● Excerpted text

Why Do Memes Make Us Happy?

We spoke with a psychologist to understand how it’s way beyond just a case of #ItMe.

by Parthshri Arora
26 September 2018, 12:00pm

Image: Pixabay/nikolabelopitov

A Meme—as defined by the Merriam-Webster dictionary—is “an amusing or interesting item (such as a captioned picture or video) or genre of items that is spread widely online especially through social media". They are literally everywhere: from the Mumbai Police Twitter handle to the darkest corners of the internet. We love them, we love to hate them, and we love to forward them. But why?

To find out, VICE sat down with with clinical psychologist Dr Kanan Khatau Chikhal, who for 16 years, has been analysing the human brain rewiring. She spoke with us on the science behind why memes make us so happy, and why we share them.

They make us feel like less alone
“Human beings need three things: love, self-esteem, and security. In our journey of seeking security, belongingness plays a very important role. If you read Abraham Maslow's Hierarchy of Needs, you will find that belongingness is featured heavily. That’s why people relate to memes—because they resonate with them, which creates a sense of identification. We form groups, and this identification with the meme culture is largely perceived with a feeling of 'I’m not alone'."

"If you circulate memes and reach out to people, trust and social bonding will increase." Image: Dr. Kanan Khatua Chikhal.

They help us bond with others out there
You send out memes that resonate the most with you. Irrespective of whether you like or dislike a meme, if it didn’t impact you, you wouldn’t have touched that forward button. Let’s say, you shut your bedroom door. At that time, another door in the room also automatically vibrates even though you haven’t touched it. That’s resonance. Similarly, if you circulate a certain meme, it’s because it has resonated with some part of you at that moment. Else you wouldn’t have even touched that forward button.

There are conversational ways to bond with people as well. What really builds social relationships is trust, and trust comes from a sense of understanding and belongingness. You can initiate trust through verbal communication by asking people about their choices, preferences, hobbies, the kind of books they read. And in that journey, if you figure there is something they may enjoy, then you show them a meme. It’s a great way of saying that you have similar stories and challenges, and hey, here’s something interesting you might like too. But to use the meme as a way to bond with someone also perhaps shows you have low social skills.

They impact and change the way we think
When a meme strikes a chord, it has the potential to impact your thinking process. Just like random WhatsApp videos—especially the motivational kinds—they last in the biochemistry of your mind for a few moments. But we have ‘monkey minds’ which are constantly chattering, and the biochemistry changes fast.

● What you have to do
Copy the stretch of the memes article from "Why Do Memes" through "we share them.", swapping "Twitter" for "Instagram".

● Provided material

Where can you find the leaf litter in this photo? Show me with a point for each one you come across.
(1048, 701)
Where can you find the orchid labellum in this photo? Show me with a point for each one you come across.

● Your solution
Why Do Memes Make Us Happy?

We spoke with a psychologist to understand how it’s way beyond just a case of #ItMe.

by Parthshri Arora
26 September 2018, 12:00pm

Image: Pixabay/nikolabelopitov

A Meme—as defined by the Merriam-Webster dictionary—is “an amusing or interesting item (such as a captioned picture or video) or genre of items that is spread widely online especially through social media". They are literally everywhere: from the Mumbai Police Instagram handle to the darkest corners of the internet. We love them, we love to hate them, and we love to forward them. But why?

To find out, VICE sat down with with clinical psychologist Dr Kanan Khatau Chikhal, who for 16 years, has been analysing the human brain rewiring. She spoke with us on the science behind why memes make us so happy, and why we share them.